§ **Required action**
From the line with "--target man's lap" through the final line below, restate each line word for word and return nothing else.

::: Exercise data :::

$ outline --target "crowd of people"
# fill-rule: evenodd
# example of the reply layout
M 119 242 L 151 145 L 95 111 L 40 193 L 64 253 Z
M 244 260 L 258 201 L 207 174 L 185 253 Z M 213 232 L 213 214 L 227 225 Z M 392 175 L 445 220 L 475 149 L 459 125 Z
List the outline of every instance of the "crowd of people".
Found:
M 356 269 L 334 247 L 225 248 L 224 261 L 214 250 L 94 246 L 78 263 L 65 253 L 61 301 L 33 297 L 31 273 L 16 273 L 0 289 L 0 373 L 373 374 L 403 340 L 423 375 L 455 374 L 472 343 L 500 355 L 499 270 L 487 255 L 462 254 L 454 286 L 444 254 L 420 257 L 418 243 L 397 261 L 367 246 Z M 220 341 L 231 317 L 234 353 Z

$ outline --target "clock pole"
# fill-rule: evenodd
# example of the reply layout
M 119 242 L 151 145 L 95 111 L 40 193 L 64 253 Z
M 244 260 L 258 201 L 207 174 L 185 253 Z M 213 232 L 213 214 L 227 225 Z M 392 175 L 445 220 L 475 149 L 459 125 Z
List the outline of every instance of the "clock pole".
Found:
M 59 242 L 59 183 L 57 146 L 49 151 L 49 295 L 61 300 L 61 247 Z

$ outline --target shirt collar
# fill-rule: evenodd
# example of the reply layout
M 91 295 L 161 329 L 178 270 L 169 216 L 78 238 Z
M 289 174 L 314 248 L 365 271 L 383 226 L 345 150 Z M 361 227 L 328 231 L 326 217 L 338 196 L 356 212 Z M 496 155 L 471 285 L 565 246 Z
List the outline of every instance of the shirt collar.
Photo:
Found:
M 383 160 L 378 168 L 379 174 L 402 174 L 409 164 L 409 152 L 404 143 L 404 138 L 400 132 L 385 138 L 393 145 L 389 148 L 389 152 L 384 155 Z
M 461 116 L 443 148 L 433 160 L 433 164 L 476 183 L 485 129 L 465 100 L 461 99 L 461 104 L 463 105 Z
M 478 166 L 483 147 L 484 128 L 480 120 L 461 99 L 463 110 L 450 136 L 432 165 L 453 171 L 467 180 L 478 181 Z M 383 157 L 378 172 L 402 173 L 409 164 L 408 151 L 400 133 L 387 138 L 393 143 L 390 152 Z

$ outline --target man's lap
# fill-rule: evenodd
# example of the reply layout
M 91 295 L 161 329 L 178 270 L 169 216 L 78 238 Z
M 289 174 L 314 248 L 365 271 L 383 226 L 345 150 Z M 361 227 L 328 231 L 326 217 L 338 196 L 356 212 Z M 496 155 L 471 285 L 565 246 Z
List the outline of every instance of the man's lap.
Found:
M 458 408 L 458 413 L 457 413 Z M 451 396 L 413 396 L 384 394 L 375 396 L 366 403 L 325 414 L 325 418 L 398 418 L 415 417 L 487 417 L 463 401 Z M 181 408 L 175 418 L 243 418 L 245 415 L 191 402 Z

:::

§ **Response**
$ outline --target man's lap
# fill-rule: evenodd
# example of the reply layout
M 91 295 L 161 329 L 178 270 L 169 216 L 78 238 Z
M 289 174 L 314 248 L 365 271 L 383 226 L 345 150 Z M 361 227 L 328 231 L 326 217 L 338 196 L 356 212 Z M 496 155 L 471 285 L 565 246 Z
List the outline of every instance of the man's lap.
Found:
M 458 408 L 458 413 L 457 413 Z M 451 396 L 413 396 L 384 394 L 375 396 L 366 403 L 325 414 L 325 418 L 398 418 L 415 417 L 487 417 L 463 401 Z M 181 408 L 175 418 L 243 418 L 245 415 L 191 402 Z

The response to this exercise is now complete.